[Boundary labeling items]
****
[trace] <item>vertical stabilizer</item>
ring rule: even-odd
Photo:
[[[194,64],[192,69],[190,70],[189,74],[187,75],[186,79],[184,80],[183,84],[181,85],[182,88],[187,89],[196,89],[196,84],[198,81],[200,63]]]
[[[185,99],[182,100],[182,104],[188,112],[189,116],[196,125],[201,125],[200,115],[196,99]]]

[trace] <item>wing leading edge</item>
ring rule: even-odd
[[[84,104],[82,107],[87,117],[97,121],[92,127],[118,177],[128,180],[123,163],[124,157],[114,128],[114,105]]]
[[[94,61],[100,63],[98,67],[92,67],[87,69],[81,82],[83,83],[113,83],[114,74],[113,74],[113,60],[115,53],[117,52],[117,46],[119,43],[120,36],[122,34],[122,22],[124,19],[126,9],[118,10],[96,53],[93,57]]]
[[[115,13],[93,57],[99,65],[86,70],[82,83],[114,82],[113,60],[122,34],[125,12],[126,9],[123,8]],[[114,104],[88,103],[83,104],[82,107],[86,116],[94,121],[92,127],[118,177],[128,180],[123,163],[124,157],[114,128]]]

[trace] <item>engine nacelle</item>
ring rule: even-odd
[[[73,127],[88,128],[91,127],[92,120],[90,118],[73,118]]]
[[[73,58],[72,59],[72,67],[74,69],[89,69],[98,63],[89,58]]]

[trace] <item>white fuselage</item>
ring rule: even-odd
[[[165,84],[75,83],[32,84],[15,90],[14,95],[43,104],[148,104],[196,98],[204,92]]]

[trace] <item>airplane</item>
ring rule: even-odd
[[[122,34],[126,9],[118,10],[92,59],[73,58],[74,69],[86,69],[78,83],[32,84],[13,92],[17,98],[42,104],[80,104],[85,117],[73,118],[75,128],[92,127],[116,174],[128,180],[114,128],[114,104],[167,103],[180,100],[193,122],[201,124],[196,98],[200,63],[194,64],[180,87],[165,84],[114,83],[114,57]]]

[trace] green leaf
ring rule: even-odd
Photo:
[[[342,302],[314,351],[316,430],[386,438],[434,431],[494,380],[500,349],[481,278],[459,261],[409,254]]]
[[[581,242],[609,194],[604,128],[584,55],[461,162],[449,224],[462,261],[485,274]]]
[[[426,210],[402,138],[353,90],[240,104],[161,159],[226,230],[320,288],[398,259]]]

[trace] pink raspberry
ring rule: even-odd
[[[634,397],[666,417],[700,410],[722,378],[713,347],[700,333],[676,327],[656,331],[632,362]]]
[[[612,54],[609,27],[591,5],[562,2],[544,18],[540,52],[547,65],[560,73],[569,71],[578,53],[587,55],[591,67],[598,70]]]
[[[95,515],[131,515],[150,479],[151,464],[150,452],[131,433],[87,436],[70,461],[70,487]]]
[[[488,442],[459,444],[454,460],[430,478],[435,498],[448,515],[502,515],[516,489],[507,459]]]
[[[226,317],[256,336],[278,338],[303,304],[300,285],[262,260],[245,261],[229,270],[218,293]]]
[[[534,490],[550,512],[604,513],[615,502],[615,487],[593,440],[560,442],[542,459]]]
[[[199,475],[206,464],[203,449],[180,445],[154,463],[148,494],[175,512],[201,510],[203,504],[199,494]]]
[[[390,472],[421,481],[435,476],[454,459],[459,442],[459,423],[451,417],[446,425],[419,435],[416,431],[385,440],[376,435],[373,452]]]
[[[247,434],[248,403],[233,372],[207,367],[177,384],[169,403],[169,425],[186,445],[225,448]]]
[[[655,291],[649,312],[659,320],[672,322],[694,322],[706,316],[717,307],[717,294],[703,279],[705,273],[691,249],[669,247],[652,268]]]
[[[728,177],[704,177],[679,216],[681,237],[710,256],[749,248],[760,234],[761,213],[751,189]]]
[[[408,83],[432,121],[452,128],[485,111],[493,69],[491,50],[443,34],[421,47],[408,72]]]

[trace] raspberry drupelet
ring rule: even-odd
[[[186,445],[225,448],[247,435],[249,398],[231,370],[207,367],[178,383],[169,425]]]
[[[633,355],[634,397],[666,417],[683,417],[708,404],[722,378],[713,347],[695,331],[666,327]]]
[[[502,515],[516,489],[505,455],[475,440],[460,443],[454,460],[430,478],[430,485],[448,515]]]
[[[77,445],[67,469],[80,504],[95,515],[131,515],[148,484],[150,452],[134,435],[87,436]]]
****
Repeat the data exactly. Leave nothing out.

[trace] <item>vertical stabilizer</item>
ring rule: even-odd
Photo:
[[[194,64],[192,69],[190,70],[189,74],[187,75],[186,79],[184,80],[183,84],[181,85],[182,88],[187,89],[196,89],[196,84],[198,81],[200,63]]]
[[[185,99],[182,100],[182,104],[188,112],[189,116],[196,125],[201,125],[200,115],[196,99]]]

[trace] <item>wing leading edge</item>
ring rule: even-odd
[[[84,104],[82,107],[87,117],[97,121],[92,127],[118,177],[128,180],[123,163],[124,157],[114,128],[114,105]]]
[[[94,61],[100,63],[98,67],[92,67],[87,69],[81,82],[83,83],[113,83],[114,74],[113,74],[113,60],[115,53],[117,52],[117,46],[119,43],[120,36],[122,34],[122,22],[124,19],[126,9],[118,10],[96,53],[93,57]]]
[[[115,13],[93,57],[99,65],[86,70],[82,83],[114,82],[113,60],[122,34],[125,12],[126,9],[123,8]],[[114,104],[88,103],[83,104],[82,107],[86,116],[94,121],[92,127],[118,177],[128,180],[123,163],[124,157],[114,128]]]

[trace] <item>engine nacelle</item>
ring rule: even-odd
[[[73,127],[88,128],[91,127],[92,120],[90,118],[73,118]]]
[[[73,58],[72,59],[72,67],[74,69],[89,69],[98,63],[89,58]]]

[trace] <item>white fuselage</item>
ring rule: even-odd
[[[165,84],[75,83],[32,84],[15,90],[14,95],[43,104],[148,104],[196,98],[204,92]]]

[trace] <item>airplane</item>
ring rule: even-odd
[[[122,34],[126,9],[118,10],[92,59],[73,58],[74,69],[86,69],[78,83],[32,84],[13,92],[17,98],[42,104],[80,104],[85,117],[73,118],[75,128],[92,127],[116,174],[128,180],[114,128],[114,104],[167,103],[180,100],[193,122],[201,124],[196,98],[200,63],[194,64],[180,87],[165,84],[114,83],[114,57]]]

[trace] green leaf
ring rule: even-odd
Photo:
[[[342,302],[314,351],[316,430],[386,438],[434,431],[494,380],[500,349],[481,278],[459,261],[409,254]]]
[[[581,242],[609,194],[604,128],[584,55],[461,162],[449,224],[462,261],[485,274]]]
[[[426,210],[402,138],[353,90],[240,104],[161,159],[226,230],[320,288],[398,259]]]

[trace] pink raspberry
ring rule: even-odd
[[[634,397],[666,417],[700,410],[722,378],[713,347],[700,333],[676,327],[656,331],[632,362]]]
[[[612,54],[609,27],[591,5],[562,2],[544,18],[540,52],[547,65],[560,73],[569,71],[578,53],[587,55],[591,67],[598,70]]]
[[[95,515],[131,515],[150,479],[151,464],[150,452],[131,433],[87,436],[70,461],[70,487]]]
[[[488,442],[459,444],[454,460],[430,478],[435,498],[448,515],[502,515],[516,489],[507,459]]]
[[[226,317],[256,336],[278,338],[303,304],[300,285],[262,260],[245,261],[229,270],[218,293]]]
[[[534,490],[550,512],[604,513],[615,502],[615,487],[593,440],[560,442],[542,459]]]
[[[199,475],[206,464],[203,449],[180,445],[154,463],[148,494],[175,512],[201,510],[203,504],[199,494]]]
[[[390,472],[421,481],[435,476],[454,459],[459,442],[459,423],[451,417],[446,425],[419,435],[416,431],[385,440],[376,435],[373,452]]]
[[[247,434],[248,403],[233,372],[207,367],[177,384],[169,403],[169,425],[186,445],[225,448]]]
[[[655,291],[649,312],[659,320],[672,322],[694,322],[706,316],[717,307],[717,294],[703,279],[705,273],[691,249],[669,247],[652,268]]]
[[[728,177],[704,177],[679,216],[681,237],[710,256],[749,248],[760,234],[761,213],[751,189]]]
[[[408,83],[432,121],[452,128],[485,111],[493,69],[491,50],[443,34],[421,47],[408,72]]]

[trace] raspberry drupelet
ring rule: even-odd
[[[186,445],[225,448],[247,435],[249,398],[231,370],[207,367],[178,383],[169,425]]]
[[[633,355],[634,397],[666,417],[683,417],[708,404],[722,378],[713,347],[695,331],[666,327]]]
[[[502,515],[516,489],[505,455],[475,440],[460,443],[454,460],[430,478],[430,485],[448,515]]]
[[[77,445],[67,469],[80,504],[95,515],[131,515],[148,484],[150,452],[134,435],[87,436]]]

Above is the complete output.